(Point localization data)

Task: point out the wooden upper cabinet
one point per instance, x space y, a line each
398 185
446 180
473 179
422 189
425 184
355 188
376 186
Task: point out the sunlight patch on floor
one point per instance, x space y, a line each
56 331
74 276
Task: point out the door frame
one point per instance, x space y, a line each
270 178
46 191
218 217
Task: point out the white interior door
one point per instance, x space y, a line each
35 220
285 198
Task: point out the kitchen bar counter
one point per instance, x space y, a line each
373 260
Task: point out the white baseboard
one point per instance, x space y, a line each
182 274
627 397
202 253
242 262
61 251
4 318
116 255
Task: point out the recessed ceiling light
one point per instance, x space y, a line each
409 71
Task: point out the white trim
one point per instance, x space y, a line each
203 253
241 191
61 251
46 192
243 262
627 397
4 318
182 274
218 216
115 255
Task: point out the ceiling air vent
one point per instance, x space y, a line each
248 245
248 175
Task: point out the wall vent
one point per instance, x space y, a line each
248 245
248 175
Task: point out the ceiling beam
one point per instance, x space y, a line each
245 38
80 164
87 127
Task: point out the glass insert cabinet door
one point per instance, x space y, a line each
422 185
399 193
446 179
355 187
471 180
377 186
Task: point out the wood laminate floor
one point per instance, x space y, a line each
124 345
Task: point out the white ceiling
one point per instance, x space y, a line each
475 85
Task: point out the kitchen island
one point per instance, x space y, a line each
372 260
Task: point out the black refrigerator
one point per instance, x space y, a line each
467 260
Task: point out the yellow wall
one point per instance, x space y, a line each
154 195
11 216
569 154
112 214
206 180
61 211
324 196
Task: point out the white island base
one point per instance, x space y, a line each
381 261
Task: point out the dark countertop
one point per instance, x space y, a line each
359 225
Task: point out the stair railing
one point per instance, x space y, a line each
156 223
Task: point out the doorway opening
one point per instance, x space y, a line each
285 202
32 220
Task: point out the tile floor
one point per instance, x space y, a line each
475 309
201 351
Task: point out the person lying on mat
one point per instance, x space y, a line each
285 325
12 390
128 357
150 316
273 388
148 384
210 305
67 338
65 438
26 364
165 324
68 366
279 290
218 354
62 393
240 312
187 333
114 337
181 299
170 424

* * *

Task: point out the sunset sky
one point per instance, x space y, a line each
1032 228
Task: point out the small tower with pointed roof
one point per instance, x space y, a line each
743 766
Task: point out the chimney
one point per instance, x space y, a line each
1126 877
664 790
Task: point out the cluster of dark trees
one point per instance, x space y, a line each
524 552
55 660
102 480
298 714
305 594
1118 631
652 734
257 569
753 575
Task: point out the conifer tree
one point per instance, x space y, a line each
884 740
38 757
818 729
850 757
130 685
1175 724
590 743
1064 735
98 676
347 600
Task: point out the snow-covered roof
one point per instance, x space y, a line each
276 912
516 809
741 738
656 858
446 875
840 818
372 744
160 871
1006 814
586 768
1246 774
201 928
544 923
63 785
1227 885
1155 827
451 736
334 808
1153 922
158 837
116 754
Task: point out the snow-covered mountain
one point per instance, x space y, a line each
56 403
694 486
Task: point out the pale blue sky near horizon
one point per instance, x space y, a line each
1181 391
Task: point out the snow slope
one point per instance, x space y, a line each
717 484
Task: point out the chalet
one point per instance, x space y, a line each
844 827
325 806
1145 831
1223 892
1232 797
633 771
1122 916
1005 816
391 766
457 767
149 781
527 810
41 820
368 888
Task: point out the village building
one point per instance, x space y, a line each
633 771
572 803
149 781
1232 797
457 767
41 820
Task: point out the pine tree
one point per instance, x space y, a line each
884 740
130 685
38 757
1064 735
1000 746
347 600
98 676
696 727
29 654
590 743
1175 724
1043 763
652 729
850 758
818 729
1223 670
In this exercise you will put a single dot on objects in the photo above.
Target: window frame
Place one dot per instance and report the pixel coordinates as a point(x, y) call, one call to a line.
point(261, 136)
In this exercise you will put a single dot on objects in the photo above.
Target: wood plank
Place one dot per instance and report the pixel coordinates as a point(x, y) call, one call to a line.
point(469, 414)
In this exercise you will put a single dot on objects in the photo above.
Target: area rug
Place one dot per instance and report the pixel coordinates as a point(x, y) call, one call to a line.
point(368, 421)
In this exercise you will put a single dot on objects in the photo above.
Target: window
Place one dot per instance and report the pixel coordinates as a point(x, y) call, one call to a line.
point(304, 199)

---

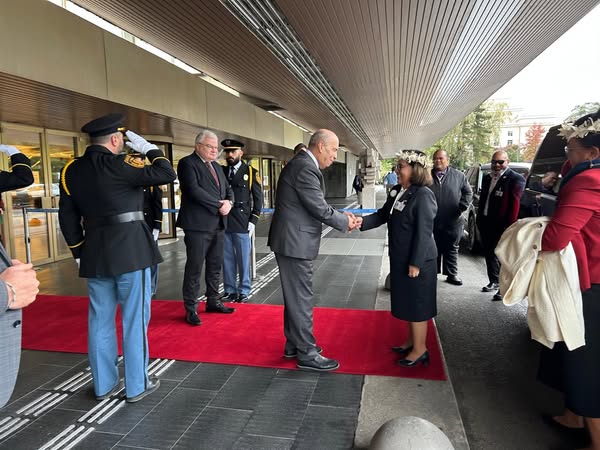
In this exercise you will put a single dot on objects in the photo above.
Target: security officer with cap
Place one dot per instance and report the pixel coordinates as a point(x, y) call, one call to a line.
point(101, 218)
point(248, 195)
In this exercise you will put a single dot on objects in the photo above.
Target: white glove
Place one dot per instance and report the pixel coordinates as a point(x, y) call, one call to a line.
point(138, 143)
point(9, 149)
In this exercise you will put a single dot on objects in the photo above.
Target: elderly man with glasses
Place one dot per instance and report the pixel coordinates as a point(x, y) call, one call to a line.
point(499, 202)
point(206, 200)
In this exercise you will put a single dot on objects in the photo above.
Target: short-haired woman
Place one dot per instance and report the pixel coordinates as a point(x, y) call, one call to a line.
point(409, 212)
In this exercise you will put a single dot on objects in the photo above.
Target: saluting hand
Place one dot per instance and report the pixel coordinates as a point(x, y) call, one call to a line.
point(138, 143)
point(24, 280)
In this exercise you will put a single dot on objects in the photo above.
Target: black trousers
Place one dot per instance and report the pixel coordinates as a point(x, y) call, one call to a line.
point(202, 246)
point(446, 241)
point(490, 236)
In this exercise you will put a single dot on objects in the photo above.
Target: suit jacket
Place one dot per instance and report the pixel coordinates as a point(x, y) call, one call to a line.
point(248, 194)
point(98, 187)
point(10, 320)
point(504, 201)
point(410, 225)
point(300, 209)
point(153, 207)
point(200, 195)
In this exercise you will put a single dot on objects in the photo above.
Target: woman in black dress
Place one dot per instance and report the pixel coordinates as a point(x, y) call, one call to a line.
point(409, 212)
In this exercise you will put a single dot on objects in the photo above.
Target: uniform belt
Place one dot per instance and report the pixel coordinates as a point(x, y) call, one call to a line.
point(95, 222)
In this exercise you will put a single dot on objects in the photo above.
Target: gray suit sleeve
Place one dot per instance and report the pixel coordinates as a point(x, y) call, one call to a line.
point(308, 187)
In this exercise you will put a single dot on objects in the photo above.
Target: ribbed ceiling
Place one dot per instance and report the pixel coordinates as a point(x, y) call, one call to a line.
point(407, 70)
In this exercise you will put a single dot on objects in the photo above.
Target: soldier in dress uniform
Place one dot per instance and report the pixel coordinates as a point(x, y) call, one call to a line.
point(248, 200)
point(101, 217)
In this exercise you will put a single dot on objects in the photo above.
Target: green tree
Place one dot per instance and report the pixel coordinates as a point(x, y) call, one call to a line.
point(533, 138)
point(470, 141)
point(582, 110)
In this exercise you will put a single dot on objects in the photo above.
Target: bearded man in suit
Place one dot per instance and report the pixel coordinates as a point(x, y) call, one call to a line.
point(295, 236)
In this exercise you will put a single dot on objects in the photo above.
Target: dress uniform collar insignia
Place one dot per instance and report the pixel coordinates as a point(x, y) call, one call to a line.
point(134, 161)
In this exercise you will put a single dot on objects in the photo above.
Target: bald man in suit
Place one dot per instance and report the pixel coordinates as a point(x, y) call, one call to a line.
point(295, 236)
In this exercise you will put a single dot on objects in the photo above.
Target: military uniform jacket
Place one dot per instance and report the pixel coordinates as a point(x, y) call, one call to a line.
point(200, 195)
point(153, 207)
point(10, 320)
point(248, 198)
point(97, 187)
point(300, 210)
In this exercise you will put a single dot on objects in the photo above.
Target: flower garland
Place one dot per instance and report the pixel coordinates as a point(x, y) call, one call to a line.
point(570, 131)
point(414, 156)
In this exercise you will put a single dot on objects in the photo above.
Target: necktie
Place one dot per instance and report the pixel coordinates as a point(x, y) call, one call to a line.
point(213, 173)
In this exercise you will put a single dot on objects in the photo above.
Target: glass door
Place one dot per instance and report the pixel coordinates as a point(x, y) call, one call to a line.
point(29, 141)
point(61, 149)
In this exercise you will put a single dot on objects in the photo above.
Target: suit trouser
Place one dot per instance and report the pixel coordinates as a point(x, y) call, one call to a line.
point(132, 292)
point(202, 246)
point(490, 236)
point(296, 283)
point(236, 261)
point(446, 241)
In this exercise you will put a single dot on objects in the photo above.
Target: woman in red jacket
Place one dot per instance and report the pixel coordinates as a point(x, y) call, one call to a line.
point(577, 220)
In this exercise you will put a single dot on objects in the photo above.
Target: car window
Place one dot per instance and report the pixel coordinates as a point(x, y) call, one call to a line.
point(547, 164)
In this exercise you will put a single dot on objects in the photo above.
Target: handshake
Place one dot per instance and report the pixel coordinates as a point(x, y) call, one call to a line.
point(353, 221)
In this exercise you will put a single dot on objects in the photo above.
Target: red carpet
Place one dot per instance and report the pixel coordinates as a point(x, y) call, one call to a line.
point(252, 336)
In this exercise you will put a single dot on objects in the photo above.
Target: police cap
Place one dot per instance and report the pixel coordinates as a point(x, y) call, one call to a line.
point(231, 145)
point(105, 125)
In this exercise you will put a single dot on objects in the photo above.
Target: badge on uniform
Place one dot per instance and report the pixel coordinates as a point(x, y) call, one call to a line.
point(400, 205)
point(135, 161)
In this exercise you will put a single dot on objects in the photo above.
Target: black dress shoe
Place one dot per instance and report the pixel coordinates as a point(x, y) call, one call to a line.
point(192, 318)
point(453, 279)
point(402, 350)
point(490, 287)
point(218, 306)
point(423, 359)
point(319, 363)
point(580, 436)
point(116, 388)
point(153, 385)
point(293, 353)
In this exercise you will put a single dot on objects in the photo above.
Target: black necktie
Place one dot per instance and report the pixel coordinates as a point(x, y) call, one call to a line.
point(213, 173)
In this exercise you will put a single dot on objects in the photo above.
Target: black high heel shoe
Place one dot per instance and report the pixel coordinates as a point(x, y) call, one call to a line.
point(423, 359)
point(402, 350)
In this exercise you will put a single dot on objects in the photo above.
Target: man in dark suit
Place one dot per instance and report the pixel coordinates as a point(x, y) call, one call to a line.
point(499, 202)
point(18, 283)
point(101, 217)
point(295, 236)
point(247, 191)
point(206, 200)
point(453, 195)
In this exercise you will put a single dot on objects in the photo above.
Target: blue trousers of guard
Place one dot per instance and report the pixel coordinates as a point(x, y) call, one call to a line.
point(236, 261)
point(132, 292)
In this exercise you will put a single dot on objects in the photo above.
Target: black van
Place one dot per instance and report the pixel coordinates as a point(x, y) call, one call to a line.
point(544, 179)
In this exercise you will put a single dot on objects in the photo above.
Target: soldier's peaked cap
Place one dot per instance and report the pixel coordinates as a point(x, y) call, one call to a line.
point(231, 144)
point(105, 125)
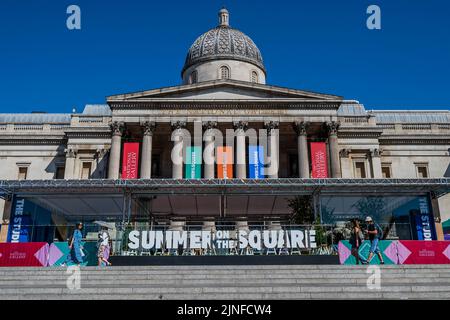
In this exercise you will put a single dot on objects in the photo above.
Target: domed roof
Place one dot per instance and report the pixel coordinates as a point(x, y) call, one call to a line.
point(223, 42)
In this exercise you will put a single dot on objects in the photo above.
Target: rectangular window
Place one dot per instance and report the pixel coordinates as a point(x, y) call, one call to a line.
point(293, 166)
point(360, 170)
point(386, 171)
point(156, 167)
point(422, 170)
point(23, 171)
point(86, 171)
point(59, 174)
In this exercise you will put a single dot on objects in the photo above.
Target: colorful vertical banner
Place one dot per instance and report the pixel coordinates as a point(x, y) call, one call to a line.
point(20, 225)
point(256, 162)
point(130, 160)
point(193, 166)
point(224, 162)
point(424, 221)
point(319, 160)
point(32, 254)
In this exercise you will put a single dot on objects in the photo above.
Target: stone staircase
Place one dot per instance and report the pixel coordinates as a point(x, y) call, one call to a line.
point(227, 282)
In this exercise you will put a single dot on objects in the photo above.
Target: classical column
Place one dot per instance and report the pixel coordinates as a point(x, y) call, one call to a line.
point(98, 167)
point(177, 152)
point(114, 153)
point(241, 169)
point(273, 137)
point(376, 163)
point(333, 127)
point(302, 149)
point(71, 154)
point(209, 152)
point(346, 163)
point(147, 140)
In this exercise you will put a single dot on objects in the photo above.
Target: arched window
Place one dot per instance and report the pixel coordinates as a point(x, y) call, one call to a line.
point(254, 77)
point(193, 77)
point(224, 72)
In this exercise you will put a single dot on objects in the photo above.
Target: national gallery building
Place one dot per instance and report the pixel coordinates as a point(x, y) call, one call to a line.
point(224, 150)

> **What the exercise asks**:
Go through the data and gather every line that holds "shoe".

> **Final answer**:
Target: black dress shoe
Target: black high heel shoe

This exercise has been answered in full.